*** Recorded data Section Begins ***
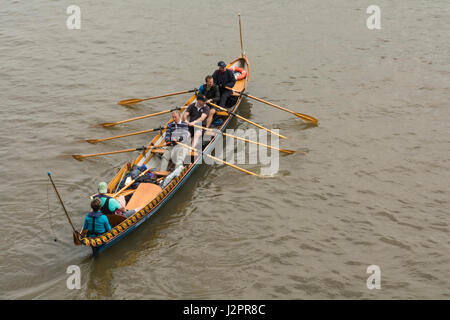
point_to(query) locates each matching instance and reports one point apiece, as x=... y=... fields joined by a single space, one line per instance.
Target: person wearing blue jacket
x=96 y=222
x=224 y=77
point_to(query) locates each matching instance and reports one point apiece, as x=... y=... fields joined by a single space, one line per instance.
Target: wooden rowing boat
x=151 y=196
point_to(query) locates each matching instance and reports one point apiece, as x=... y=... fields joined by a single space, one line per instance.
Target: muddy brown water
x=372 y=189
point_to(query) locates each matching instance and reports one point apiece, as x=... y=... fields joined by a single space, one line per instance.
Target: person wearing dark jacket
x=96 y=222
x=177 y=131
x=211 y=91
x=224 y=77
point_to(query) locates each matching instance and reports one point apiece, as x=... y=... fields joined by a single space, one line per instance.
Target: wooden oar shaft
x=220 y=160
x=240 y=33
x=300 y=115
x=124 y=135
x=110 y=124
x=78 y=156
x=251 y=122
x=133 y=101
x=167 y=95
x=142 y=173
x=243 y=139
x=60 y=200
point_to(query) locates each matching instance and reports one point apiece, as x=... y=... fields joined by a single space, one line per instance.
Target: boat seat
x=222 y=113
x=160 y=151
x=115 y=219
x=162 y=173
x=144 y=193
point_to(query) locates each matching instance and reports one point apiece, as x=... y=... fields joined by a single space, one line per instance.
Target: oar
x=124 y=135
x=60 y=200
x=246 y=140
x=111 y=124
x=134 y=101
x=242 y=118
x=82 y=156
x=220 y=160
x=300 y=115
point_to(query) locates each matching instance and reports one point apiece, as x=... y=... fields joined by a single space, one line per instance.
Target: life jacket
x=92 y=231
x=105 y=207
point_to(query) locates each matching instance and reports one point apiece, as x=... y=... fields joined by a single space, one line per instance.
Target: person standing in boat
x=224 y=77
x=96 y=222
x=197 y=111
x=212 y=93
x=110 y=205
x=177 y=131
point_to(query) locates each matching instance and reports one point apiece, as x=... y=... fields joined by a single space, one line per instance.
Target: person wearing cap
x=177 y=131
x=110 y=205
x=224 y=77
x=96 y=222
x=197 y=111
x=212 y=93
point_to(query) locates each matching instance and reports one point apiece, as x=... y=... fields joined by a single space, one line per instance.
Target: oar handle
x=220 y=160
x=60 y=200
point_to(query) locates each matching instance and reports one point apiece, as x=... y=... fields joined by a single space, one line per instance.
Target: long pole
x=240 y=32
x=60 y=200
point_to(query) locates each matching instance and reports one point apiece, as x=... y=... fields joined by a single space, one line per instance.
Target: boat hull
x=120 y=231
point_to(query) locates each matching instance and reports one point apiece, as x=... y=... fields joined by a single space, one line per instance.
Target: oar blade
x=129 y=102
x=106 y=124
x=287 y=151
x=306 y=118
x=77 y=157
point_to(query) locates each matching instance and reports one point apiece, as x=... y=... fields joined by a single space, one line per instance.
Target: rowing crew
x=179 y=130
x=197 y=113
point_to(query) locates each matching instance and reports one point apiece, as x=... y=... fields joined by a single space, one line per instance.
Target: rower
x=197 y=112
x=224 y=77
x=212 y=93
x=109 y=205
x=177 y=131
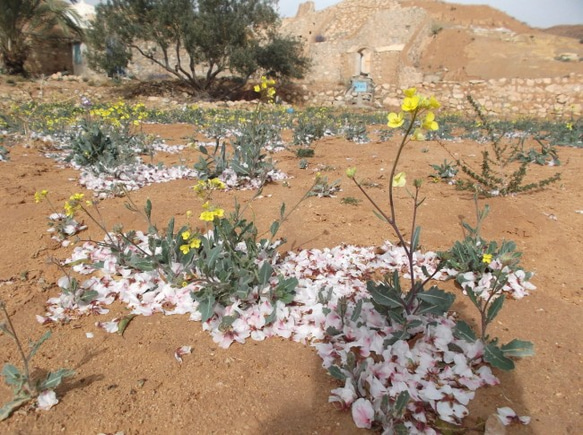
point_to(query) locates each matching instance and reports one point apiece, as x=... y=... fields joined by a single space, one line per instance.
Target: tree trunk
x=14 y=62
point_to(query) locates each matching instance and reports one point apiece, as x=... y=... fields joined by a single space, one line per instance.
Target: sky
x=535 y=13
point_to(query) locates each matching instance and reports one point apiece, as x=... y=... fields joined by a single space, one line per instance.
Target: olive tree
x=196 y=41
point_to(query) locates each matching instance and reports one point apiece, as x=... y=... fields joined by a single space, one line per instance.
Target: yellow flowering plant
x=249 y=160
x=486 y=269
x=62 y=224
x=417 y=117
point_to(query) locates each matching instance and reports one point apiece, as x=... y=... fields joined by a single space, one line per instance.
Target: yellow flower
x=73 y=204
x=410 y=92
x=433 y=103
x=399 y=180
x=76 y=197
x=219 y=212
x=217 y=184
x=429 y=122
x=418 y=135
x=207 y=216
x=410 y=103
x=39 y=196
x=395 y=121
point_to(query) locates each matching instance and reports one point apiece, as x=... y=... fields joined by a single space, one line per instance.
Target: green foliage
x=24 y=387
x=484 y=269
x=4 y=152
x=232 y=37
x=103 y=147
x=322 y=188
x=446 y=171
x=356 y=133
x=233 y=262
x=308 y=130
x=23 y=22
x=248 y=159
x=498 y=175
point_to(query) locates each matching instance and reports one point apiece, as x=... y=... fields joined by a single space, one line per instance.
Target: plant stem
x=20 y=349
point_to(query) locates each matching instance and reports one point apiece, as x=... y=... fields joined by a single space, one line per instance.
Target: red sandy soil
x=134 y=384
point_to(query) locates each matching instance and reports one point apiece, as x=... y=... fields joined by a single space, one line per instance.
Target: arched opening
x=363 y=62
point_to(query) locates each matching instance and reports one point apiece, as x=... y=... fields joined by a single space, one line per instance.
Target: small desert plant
*** Recorded data Section Ends ***
* [Problem statement] Your copy should match the entries above exactly and contain no pictures.

* [Result]
point_to(query) locates each matching instance and reports one point apiece, as x=... y=... fields joined by a single space, one line per instance.
Target: person wearing blue jacket
x=96 y=222
x=224 y=77
point_to(query) locates each matching instance and reports one point apiece, as x=... y=... fields joined by a single space, one line per instance.
Target: wooden rowing boat
x=151 y=196
point_to(query) locates each matching instance and reports one point apiece, as x=... y=... fields joined by a single space, one line per instance.
Target: muddy brown water
x=372 y=189
point_to(query) locates each matching instance and reports one point apiece, as x=... y=... fields joined by a single space, one line per instance.
Target: person wearing dark jacket
x=96 y=222
x=177 y=131
x=211 y=91
x=224 y=77
point_to(query) locates each matching instance and reports one point apiece, as x=... y=... fields joined by a single space, one line per instance.
Target: wooden oar shaft
x=220 y=160
x=240 y=33
x=300 y=115
x=124 y=135
x=110 y=124
x=78 y=156
x=251 y=122
x=133 y=101
x=167 y=95
x=142 y=173
x=243 y=139
x=60 y=200
point_to(query) locates each matching instance and reports one point apiece, as x=... y=... fields joined by a single space, one line per instance.
Target: boat seat
x=222 y=113
x=160 y=151
x=115 y=219
x=162 y=173
x=144 y=193
point_to(query) locates each matching instance and reports one point apiece, as x=... y=... fields joined by a single space, one line per instance.
Target: oar
x=124 y=135
x=60 y=200
x=246 y=140
x=111 y=124
x=134 y=101
x=242 y=118
x=82 y=156
x=220 y=160
x=300 y=115
point_to(query) locates each matching instance and reports one point apiece, as x=... y=... fields joined by a single space, one line per instance.
Target: life jacket
x=92 y=231
x=105 y=207
point_to(query) locates each matching instance and reports one point apiece, as x=... y=... fields joined by a single space, one line per instance.
Target: person standing in boat
x=224 y=77
x=96 y=222
x=197 y=111
x=212 y=93
x=110 y=205
x=177 y=131
point_to(query) locates each matching instance and reports one point apiece, as x=... y=... fields joined by a single space, one line per instance.
Target: person wearing cap
x=177 y=131
x=110 y=205
x=224 y=77
x=96 y=222
x=197 y=111
x=212 y=93
point_to(query) locates each matching instance and reports one point apiece, as x=... y=... fields joined by a single space, one line per instance.
Target: oar handle
x=220 y=160
x=60 y=200
point_to(query) locates each matching instance and reports one point apiece, as x=... y=... fields joined by a single space, one line per instance.
Target: long pole
x=240 y=32
x=60 y=200
point_to(query) locates each matching instance and reports one point apiece, as x=... y=... fields joined by a single space, one line per instance.
Target: boat hull
x=120 y=231
point_to(query) locates each matching instance and reports one point apiece, as x=... y=... fields joined by a single space, one line per instance.
Target: oar blade
x=129 y=102
x=106 y=124
x=287 y=151
x=306 y=118
x=77 y=157
point_to(query) locates each matching instance and reports one point apiece, as x=... y=... fields joined by a single space, one line per instance.
Target: rowing crew
x=179 y=130
x=197 y=113
point_to(query) locates each matching instance and reports one point apiece, as x=... y=... fields joined by a single space, one line per instance.
Target: rower
x=197 y=112
x=224 y=77
x=212 y=93
x=109 y=205
x=177 y=131
point_to(query) locates each matching instance and reports one point apiece, as x=... y=... fields joined by a single space, one line per instance.
Target: tree trunk
x=14 y=62
point_to(query) locates each matching instance and reports one point apiece, as x=... y=... fields joined by a single space, one line per instance.
Target: sky
x=535 y=13
point_to(query) locates each matching instance and reports one point apiece, as x=... y=... fields joined by a single space, one line per instance.
Target: olive tree
x=196 y=41
point_to(query) locates each matching instance and reports one point apiece, as x=... y=... fields joined by a single space, one line per instance.
Target: yellow flowering plant
x=249 y=160
x=486 y=269
x=62 y=224
x=417 y=117
point_to(query) locates each matching instance and reports one point apiece, as x=... y=... fields joined by a single space, one line per instance.
Target: yellow flower
x=73 y=204
x=410 y=92
x=433 y=103
x=399 y=180
x=76 y=197
x=219 y=212
x=217 y=184
x=429 y=122
x=418 y=135
x=207 y=216
x=410 y=103
x=39 y=196
x=395 y=121
point_to(query) locates each matching instance and reports one point apiece, as x=... y=... fields joined by a single space, one line per instance.
Target: green foliage
x=24 y=387
x=484 y=269
x=4 y=152
x=232 y=37
x=103 y=147
x=322 y=188
x=446 y=171
x=356 y=133
x=233 y=262
x=308 y=130
x=23 y=22
x=248 y=159
x=498 y=175
point_to(query) locates each matching instance and reports one point apiece, as x=... y=... fields joined by a single space, one line per instance.
Target: plant stem
x=20 y=349
point_to(query) locates each matching instance and reports one point apiece, as x=... y=... fields joined by a single space, one line per instance.
Target: red sandy soil
x=134 y=384
point_to(query) locates each matching instance and reports one point apiece, as x=... y=... fields joined by a single space, one line per instance.
Target: arched opening
x=363 y=62
point_to(query) locates each matching instance and reports one point apiece, as x=... y=... fields joined by a single space, one line per instance.
Target: small desert plant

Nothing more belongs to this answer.